(Required task)
Pull out each line of the records that contains the string "much". Matching is case-sensitive.

(Provided data)
○ ○ ○
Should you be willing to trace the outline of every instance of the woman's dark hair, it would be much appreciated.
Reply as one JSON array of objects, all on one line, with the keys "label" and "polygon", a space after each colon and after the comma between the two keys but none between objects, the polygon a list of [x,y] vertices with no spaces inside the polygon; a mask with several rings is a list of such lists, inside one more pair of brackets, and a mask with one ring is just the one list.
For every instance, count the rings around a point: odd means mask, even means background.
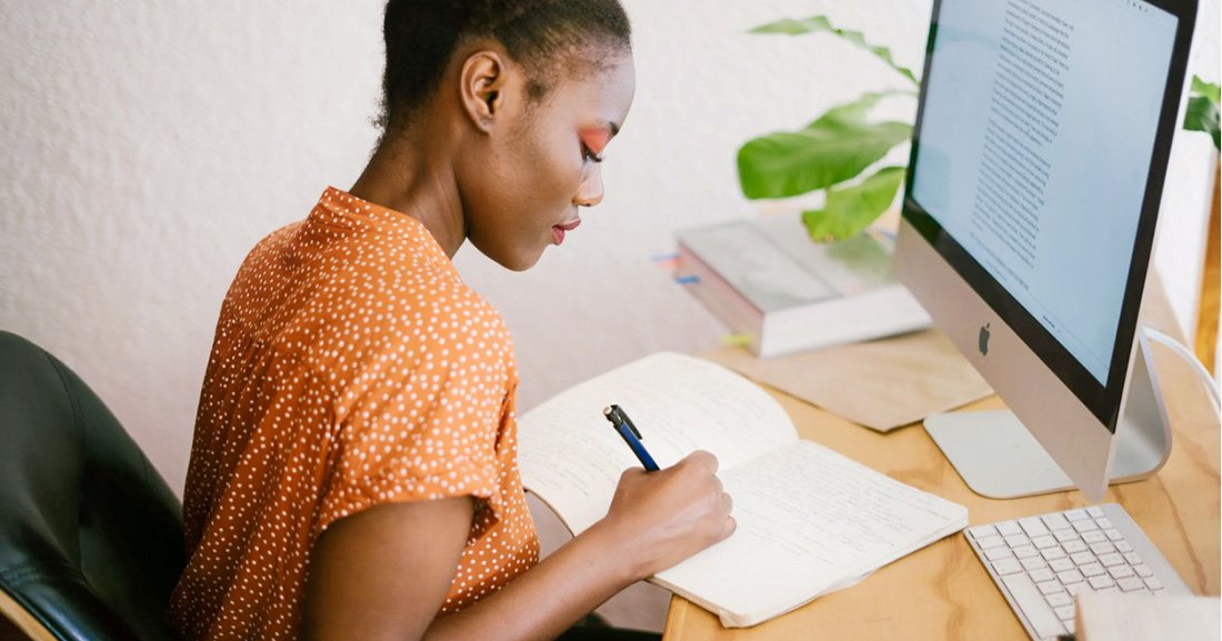
[{"label": "woman's dark hair", "polygon": [[591,49],[627,50],[632,28],[618,0],[390,0],[382,23],[386,72],[378,125],[401,128],[437,89],[463,38],[500,42],[529,74],[528,92],[541,99],[561,65],[599,68]]}]

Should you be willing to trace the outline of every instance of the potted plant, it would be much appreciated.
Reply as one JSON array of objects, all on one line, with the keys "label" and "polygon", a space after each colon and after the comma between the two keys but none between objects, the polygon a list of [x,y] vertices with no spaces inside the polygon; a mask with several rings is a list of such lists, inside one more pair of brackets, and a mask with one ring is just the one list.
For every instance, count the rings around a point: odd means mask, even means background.
[{"label": "potted plant", "polygon": [[[858,234],[895,203],[904,178],[903,165],[874,166],[912,138],[912,122],[875,121],[870,111],[890,95],[915,98],[920,79],[897,65],[887,48],[869,43],[860,32],[836,27],[825,16],[770,22],[752,33],[832,34],[874,54],[910,83],[909,89],[863,94],[800,129],[761,136],[738,150],[738,179],[747,198],[789,198],[822,189],[822,209],[802,212],[811,239],[843,241]],[[1210,133],[1218,147],[1217,84],[1193,77],[1184,128]],[[868,170],[871,173],[862,177]]]}]

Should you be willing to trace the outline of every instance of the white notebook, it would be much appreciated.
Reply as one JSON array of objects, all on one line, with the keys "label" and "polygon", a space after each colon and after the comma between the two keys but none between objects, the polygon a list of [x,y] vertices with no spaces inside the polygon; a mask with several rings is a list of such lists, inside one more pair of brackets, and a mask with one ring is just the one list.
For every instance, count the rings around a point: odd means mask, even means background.
[{"label": "white notebook", "polygon": [[640,465],[602,408],[618,404],[662,468],[712,452],[737,531],[650,582],[745,628],[962,530],[967,508],[810,441],[763,388],[720,365],[659,353],[561,392],[518,421],[527,490],[576,535]]}]

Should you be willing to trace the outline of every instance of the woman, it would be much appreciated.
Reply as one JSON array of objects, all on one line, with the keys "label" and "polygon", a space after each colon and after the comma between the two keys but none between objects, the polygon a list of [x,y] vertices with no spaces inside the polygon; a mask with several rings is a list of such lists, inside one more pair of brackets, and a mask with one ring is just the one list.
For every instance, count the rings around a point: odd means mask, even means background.
[{"label": "woman", "polygon": [[187,477],[186,640],[554,639],[734,529],[716,459],[624,473],[543,563],[500,315],[450,260],[524,270],[602,199],[634,72],[617,0],[391,0],[384,136],[226,295]]}]

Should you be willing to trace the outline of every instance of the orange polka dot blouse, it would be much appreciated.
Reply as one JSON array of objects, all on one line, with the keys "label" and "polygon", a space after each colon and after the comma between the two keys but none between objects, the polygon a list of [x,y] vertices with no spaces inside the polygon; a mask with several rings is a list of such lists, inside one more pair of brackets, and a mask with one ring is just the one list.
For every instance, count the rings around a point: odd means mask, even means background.
[{"label": "orange polka dot blouse", "polygon": [[329,188],[221,306],[187,471],[180,636],[295,639],[310,547],[371,505],[478,497],[441,613],[530,568],[513,343],[414,219]]}]

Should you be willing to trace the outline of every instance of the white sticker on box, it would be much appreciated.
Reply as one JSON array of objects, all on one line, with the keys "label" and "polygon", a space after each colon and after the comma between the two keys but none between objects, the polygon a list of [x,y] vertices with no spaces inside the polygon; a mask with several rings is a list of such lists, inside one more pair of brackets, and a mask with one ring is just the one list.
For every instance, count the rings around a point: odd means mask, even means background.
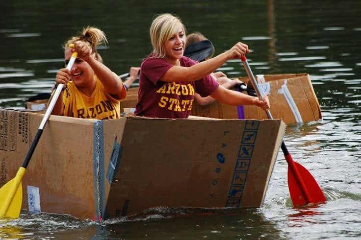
○ ○ ○
(Response to the task)
Should you be willing to trace the outline of every instance of the woman's dark hair, it would be much appreciated.
Should you be willing to trace the outline of every instance of the potted plant, it would be much appreciated.
Should you be willing to trace the outline of every instance of the white notebook, it would be much appreciated.
Should you be willing to trace the outline of every instance of the woman, it would be much appreciated.
Should you be willing to trace the outline of every instance of the orange polka dot blouse, it would be much appreciated.
Should you be willing to trace the outline of every instance of the white sticker on box, it would be much appreciated.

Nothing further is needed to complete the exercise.